→ Selected excerpt:
Microbiomes, their hosts and their environments form complex interactions. We’re investigating the biosphere and the cryosphere, and we’re using the latest technologies.


The plant microbiome has a key role to play in drought resistance, salt tolerance, nitrogen uptake and more. Our research into the characterisation of the microbiomes in the plant tissues of Miscanthus and Brachypodium is working towards improved biomass yield, generational transfer and healthier crops. We are also investigating the importance of microbes in regulating many common chemical reactions at the Earth’s surface and in the deep subsurface, specifically through the interaction with mineral surfaces.


Permanently-cold regions account for roughly 80% (by volume) of the biosphere of our planet, which has already been subject to four major glaciations in the last 500 thousand years. Yet we remain profoundly ignorant of the richness & significance of the biodiversity inhabiting these regions since it is largely microbial in nature. We are interested in improving our understanding at all scales of the dynamics of microbial communities associated with glaciers & ice sheets, from the molecular to the biome.

→ Check your understanding:
1. Translate this sentence from the passage on microbiome research into Spanish: "Microbiomes, their hosts and their environments form complex interactions."
2. Reproduce the stretch of the passage on microbiome research from "Microbiomes, their hosts" through "with mineral surfaces.", keeping every word and mark unchanged.
3. Carry on the passage on microbiome research from its final sentence, adding a few sentences in the same style.

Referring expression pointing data
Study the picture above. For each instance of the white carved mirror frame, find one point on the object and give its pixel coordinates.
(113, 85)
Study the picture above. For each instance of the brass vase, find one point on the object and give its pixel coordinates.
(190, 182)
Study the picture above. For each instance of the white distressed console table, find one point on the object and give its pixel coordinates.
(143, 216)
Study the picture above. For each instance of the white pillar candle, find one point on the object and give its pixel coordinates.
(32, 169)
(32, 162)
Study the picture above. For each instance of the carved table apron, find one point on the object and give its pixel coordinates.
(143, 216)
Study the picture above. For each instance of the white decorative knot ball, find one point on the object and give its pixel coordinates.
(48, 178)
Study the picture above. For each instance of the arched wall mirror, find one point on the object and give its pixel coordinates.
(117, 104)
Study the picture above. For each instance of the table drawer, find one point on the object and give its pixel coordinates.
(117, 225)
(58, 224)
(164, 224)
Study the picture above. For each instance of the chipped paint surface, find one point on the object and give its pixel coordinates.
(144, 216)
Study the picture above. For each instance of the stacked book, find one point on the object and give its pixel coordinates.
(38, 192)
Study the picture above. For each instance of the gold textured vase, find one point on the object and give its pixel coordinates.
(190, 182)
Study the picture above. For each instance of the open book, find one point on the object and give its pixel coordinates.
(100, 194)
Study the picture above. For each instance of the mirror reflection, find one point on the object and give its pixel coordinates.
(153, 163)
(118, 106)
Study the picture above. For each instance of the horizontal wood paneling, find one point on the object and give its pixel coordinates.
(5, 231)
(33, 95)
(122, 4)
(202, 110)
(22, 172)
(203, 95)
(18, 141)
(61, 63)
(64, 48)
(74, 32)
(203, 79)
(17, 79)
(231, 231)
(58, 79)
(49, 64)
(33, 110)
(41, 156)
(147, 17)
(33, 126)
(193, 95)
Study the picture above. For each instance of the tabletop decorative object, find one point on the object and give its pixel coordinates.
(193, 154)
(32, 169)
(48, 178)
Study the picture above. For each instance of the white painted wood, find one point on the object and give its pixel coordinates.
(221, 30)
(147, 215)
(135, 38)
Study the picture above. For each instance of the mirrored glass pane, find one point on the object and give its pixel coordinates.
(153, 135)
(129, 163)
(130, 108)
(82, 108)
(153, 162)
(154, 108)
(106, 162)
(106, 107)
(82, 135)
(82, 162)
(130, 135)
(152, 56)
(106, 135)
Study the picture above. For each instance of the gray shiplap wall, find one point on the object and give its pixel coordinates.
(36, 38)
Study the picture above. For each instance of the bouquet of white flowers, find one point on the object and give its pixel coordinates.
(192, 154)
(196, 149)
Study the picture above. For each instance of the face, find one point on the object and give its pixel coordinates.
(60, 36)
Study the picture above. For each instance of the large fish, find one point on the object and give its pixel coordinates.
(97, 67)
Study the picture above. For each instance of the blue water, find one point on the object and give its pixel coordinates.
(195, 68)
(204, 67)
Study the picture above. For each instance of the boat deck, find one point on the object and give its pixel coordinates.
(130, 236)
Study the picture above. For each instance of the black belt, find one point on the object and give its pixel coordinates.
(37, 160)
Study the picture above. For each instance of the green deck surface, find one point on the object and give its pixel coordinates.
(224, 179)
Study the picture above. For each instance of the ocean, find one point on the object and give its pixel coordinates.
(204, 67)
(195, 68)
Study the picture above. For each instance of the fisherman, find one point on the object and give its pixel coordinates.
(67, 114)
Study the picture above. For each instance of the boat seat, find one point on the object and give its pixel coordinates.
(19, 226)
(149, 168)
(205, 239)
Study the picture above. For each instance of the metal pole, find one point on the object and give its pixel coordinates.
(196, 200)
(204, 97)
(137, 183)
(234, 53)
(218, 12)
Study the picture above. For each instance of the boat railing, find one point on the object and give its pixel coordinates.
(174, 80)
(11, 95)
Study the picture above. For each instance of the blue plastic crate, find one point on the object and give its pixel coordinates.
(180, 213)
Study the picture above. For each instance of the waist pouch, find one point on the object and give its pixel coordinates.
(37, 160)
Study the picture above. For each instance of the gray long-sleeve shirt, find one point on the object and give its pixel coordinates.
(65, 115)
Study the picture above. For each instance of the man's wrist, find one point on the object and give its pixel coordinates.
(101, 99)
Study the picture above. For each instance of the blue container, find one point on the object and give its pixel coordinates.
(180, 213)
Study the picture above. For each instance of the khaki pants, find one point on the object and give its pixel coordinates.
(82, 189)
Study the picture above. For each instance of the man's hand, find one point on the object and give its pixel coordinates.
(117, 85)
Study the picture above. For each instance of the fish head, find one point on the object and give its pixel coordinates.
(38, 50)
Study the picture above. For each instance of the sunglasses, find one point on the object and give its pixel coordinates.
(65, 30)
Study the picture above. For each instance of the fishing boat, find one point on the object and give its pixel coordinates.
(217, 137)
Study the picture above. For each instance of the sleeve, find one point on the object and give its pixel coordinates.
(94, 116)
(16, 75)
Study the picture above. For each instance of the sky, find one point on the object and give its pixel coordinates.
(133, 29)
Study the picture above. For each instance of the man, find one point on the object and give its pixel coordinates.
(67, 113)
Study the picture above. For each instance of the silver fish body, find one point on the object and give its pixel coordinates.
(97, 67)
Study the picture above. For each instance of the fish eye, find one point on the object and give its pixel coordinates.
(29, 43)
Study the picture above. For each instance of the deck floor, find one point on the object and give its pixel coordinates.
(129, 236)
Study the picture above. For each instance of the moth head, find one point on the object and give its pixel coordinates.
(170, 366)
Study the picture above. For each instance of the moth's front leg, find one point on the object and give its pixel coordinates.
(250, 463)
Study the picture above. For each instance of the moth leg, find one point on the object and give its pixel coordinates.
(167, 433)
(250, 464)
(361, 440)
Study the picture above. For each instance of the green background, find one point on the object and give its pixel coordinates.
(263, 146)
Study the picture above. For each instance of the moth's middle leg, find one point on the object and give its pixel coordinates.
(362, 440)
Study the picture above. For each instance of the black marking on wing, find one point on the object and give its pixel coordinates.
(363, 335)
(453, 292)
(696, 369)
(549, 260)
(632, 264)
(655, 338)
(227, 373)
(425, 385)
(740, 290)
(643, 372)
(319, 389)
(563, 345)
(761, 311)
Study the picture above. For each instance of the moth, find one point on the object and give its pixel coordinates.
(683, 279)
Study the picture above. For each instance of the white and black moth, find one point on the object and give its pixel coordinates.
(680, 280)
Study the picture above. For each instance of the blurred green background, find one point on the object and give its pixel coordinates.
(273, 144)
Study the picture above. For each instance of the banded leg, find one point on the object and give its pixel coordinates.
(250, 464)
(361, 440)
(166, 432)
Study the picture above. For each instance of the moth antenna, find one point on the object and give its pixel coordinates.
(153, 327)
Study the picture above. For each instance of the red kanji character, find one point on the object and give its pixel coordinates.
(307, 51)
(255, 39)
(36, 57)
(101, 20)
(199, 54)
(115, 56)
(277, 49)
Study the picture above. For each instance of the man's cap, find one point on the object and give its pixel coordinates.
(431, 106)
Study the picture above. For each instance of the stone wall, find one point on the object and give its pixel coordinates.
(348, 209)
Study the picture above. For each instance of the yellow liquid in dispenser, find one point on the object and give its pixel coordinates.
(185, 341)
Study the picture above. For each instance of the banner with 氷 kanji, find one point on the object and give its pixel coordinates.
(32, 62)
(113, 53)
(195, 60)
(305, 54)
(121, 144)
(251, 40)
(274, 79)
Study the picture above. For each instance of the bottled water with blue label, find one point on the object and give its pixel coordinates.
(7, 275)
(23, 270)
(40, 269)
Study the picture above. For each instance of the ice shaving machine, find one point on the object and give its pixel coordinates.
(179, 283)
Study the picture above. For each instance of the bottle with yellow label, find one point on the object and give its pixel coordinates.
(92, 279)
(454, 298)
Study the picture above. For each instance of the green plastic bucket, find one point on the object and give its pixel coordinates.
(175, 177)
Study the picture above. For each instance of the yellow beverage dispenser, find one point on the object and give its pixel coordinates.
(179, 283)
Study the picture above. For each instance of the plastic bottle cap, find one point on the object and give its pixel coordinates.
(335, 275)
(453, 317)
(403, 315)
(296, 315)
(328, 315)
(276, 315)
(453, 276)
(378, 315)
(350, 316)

→ Results in order:
1. Los microbiomas, sus huéspedes y sus entornos forman interacciones complejas.

2.
Microbiomes, their hosts and their environments form complex interactions. We’re investigating the biosphere and the cryosphere, and we’re using the latest technologies.


The plant microbiome has a key role to play in drought resistance, salt tolerance, nitrogen uptake and more. Our research into the characterisation of the microbiomes in the plant tissues of Miscanthus and Brachypodium is working towards improved biomass yield, generational transfer and healthier crops. We are also investigating the importance of microbes in regulating many common chemical reactions at the Earth’s surface and in the deep subsurface, specifically through the interaction with mineral surfaces.

3.
From the latest in portable real-time genome sequencing to the development of novel computational algorithms, we’re excited about the potential for the analysis of microbial communities. We work with short read and long read DNA and RNA, and are leading the way in taking sequencing live into inhospitable environments. Our computational work investigates the diversity present in metagenomes, and aims to discover more about the unknown and unclassified parts of any metagenome.